Task details: Print each of the following lines again with no changes.

━━ Data rows

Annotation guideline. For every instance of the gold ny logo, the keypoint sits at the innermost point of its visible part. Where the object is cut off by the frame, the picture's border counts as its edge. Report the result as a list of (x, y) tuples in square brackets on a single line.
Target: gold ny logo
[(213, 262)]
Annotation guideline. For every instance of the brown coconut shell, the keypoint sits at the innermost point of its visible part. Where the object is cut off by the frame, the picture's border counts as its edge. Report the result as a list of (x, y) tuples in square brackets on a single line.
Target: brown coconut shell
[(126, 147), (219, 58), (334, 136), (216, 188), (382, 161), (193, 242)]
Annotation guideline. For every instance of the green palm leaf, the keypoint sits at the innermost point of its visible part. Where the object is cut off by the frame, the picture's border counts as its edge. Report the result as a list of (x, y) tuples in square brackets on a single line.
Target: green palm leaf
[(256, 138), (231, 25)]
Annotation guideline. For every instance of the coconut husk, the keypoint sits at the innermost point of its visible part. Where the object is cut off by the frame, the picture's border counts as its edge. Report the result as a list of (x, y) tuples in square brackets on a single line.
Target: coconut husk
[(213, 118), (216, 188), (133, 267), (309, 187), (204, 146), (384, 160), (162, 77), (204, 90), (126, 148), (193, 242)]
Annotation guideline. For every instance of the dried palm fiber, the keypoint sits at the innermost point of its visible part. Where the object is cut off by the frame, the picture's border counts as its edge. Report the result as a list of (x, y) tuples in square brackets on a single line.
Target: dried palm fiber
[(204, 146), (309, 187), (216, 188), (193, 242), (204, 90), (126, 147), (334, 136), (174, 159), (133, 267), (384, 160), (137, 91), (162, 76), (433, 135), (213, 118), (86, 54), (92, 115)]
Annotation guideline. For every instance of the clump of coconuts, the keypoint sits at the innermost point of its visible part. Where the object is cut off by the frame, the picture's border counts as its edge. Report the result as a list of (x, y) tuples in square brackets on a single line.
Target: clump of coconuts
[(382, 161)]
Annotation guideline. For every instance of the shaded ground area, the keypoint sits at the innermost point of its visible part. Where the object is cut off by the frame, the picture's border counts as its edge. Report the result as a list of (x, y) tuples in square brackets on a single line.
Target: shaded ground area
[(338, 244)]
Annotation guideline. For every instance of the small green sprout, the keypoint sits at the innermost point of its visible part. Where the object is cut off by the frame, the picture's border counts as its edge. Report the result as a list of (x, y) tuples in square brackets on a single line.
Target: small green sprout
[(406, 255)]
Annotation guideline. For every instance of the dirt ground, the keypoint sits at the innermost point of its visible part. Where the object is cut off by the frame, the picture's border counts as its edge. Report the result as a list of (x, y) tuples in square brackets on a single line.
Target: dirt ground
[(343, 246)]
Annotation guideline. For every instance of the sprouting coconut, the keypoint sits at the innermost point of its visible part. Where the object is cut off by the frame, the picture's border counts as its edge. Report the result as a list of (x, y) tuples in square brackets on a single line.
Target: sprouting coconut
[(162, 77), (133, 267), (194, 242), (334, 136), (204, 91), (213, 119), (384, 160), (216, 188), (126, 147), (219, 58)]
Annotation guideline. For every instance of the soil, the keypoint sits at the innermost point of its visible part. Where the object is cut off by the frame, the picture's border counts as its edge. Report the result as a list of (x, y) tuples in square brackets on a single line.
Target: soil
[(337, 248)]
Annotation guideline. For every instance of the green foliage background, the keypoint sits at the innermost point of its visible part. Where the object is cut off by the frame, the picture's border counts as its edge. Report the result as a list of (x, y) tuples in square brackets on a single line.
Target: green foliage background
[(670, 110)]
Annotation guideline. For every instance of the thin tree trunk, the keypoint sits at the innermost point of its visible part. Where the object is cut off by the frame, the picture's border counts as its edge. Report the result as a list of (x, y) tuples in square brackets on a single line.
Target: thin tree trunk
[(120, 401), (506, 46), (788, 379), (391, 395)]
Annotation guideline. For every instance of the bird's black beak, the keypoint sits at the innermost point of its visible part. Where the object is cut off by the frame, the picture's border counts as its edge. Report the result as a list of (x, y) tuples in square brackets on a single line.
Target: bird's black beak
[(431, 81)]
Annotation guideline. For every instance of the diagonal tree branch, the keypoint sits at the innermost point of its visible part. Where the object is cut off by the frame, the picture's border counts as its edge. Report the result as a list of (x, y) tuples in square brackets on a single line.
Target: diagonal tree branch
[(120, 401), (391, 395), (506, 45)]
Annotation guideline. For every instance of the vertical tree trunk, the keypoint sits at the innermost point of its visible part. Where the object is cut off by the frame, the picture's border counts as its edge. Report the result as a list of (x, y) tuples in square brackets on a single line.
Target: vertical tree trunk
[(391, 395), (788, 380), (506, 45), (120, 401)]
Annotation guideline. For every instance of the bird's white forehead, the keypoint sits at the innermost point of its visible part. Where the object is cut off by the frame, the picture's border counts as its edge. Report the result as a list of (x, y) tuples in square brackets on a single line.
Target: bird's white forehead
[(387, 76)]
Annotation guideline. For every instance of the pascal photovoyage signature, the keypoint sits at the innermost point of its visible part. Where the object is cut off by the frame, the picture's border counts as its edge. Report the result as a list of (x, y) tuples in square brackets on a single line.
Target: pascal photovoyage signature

━━━━

Exercise answer:
Annotation guideline. For every instance of the gold ny logo, the keypoint sits at the innermost point of its visible part. Where the object is cut off by the frame, the picture's border counts as its edge. Report the result as a list of (x, y) tuples in square brackets on a single line.
Target: gold ny logo
[(213, 262)]
Annotation guideline. For every instance of the brown coconut shell, the keypoint sits at the innermost point of its visible part. Where the object is cut off by the frame, the picture's border counts as its edge. Report the result as a list of (x, y) tuples in square brackets on a single line.
Target: brown coconut shell
[(126, 147), (219, 58), (334, 136), (216, 188), (382, 161), (193, 242)]
Annotation guideline. For every instance of the green palm leaf, the keypoint sits at the innermost point of its visible part. Where the object is cut off by the frame, the picture's border counts as its edge. Report the result as a list of (x, y) tuples in square brackets on a single line.
Target: green palm leaf
[(256, 138), (231, 25)]
Annotation guideline. For every instance of the coconut husk, the keypoint sits at the innermost point of its visible part. Where the object is cut off by the frame, the picture's border counts as its edge. Report the result as a list of (x, y) tuples in square brackets on a single line.
Target: coconut husk
[(213, 118), (216, 188), (133, 267), (309, 187), (204, 146), (384, 160), (162, 77), (204, 90), (126, 148), (193, 242)]
Annotation guideline. For every instance of the dried palm fiber, the keypoint sits at the innermost point of its visible part. Where the object is cut off by the frame, the picture's border counts as its edge. Report the result as a list of (x, y) tuples in square brackets on a single line.
Target: dried palm fiber
[(204, 146), (309, 187), (216, 188), (193, 242), (204, 90), (126, 147), (334, 136), (174, 159), (133, 267), (384, 160), (137, 91), (162, 76), (433, 135), (213, 118), (86, 54), (92, 115)]
Annotation guideline. For every instance of the clump of coconuts, the keypoint sits at the innermost point of its visible part. Where the object is cut off by the frame, the picture's border counts as its edge. Report the result as a list of (x, y) tuples in square brackets on a single line.
Target: clump of coconuts
[(382, 161)]
Annotation guideline. For every instance of the shaded ground area, the keypoint sits at the innermost point of its visible part. Where the object is cut off by the frame, the picture's border counts as its edge. Report the result as a list of (x, y) tuples in square brackets on a single line.
Target: shaded ground area
[(338, 244)]
Annotation guideline. For every instance of the small green sprout, the keypoint sits at the innermost point of its visible part. Where the object is cut off by the frame, the picture's border counts as its edge. Report the result as a list of (x, y) tuples in square brackets on a single line.
Target: small green sprout
[(406, 255)]
Annotation guideline. For every instance of the dirt ground, the keypoint sits at the innermost point of its visible part. Where the object is cut off by the frame, the picture's border counts as its edge. Report the result as a list of (x, y) tuples in square brackets on a single line.
Target: dirt ground
[(343, 246)]
Annotation guideline. For every instance of the sprouting coconut, the keypoint sits at the innermost point of its visible part. Where the object is cut off by the frame, the picture's border counts as its edge. Report the result as a list of (x, y) tuples in square brackets on a single line.
Target: sprouting coconut
[(162, 77), (133, 267), (194, 242), (334, 136), (204, 91), (213, 119), (384, 160), (216, 188), (126, 147), (219, 58)]
Annotation guideline. For every instance of the soil, the keypoint sits at the innermost point of its visible part. Where the object is cut off by the frame, the picture's border counts as its edge. Report the result as a list of (x, y) tuples in square brackets on a single line.
Target: soil
[(337, 248)]
Annotation guideline. For every instance of the green foliage background, the keypoint sits at the innermost point of its visible part. Where the object is cut off by the frame, the picture's border counts as its edge. Report the result as a list of (x, y) tuples in square brackets on a single line.
Target: green foliage background
[(670, 110)]
Annotation guideline. For every instance of the thin tree trunk, the keypoint sits at the innermost point of its visible part. Where the object is cut off by the frame, the picture's border counts as its edge. Report the result as a list of (x, y) tuples in square brackets on a single line.
Target: thin tree trunk
[(120, 401), (506, 46), (788, 379), (391, 395)]
Annotation guideline. For every instance of the bird's black beak, the keypoint sits at the innermost point of its visible part. Where the object is cut off by the frame, the picture's border counts as its edge. Report the result as a list of (x, y) tuples in square brackets on a single line.
Target: bird's black beak
[(431, 81)]
Annotation guideline. For every instance of the diagonal tree branch, the keypoint sits at the innermost point of its visible part. Where the object is cut off by the frame, the picture's border counts as its edge. Report the result as a list of (x, y) tuples in square brackets on a single line.
Target: diagonal tree branch
[(120, 401), (391, 395), (506, 45)]
Annotation guideline. For every instance of the vertical tree trunk, the keypoint sits at the innermost point of its visible part. Where the object is cut off by the frame, the picture's border counts as its edge. Report the result as a list of (x, y) tuples in square brackets on a single line.
Target: vertical tree trunk
[(391, 395), (788, 380), (506, 45), (120, 401)]
Annotation guideline. For every instance of the bird's white forehead, the keypoint sits at the innermost point of its visible part. Where the object is cut off by the frame, the picture's border counts as its edge. Report the result as a list of (x, y) tuples in square brackets on a single line.
Target: bird's white forehead
[(387, 76)]
Annotation guideline. For every instance of the pascal photovoyage signature, the keypoint sits at the innermost point of its visible part. Where the object is cut off by the frame, the picture's border counts as its edge. Report the result as a list of (x, y) tuples in square brackets on a single line.
Target: pascal photovoyage signature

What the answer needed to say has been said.